**Assignment:** Somewhere below is a line with "The component shall indicate each instance of the white" and, later, a line with "The component shall indicate each instance of the black"; repeat those two lines and all the lines between them, exactly as they are.
Segment Start: Data for this exercise
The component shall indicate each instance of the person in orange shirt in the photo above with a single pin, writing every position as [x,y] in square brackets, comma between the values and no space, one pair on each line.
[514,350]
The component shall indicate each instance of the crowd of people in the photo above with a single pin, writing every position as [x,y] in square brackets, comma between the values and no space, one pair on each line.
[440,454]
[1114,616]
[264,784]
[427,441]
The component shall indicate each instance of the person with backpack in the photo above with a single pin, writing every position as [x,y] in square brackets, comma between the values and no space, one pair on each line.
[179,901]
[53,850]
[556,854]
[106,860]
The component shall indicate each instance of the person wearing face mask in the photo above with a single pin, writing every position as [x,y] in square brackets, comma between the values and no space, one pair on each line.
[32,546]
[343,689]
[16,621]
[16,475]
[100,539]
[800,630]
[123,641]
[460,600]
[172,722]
Segment End: Data for this exercise
Segment Start: Data for this exercise
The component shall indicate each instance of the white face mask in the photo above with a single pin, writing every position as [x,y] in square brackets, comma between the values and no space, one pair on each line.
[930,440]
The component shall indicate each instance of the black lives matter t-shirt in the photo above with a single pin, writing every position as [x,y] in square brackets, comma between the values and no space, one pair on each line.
Segment End: Data for this exercise
**Solution:**
The component shall indicate each instance of the white face mask in the photo above with a single pin, writing every position as [x,y] in square brackets, comma between the values and no space, one pair on each line.
[930,440]
The component shall indicate each instance of the black lives matter t-shirt in the photo above with a single pin, writing every position as [x,y] in square brackets, comma between the values and no space, one pair on each line.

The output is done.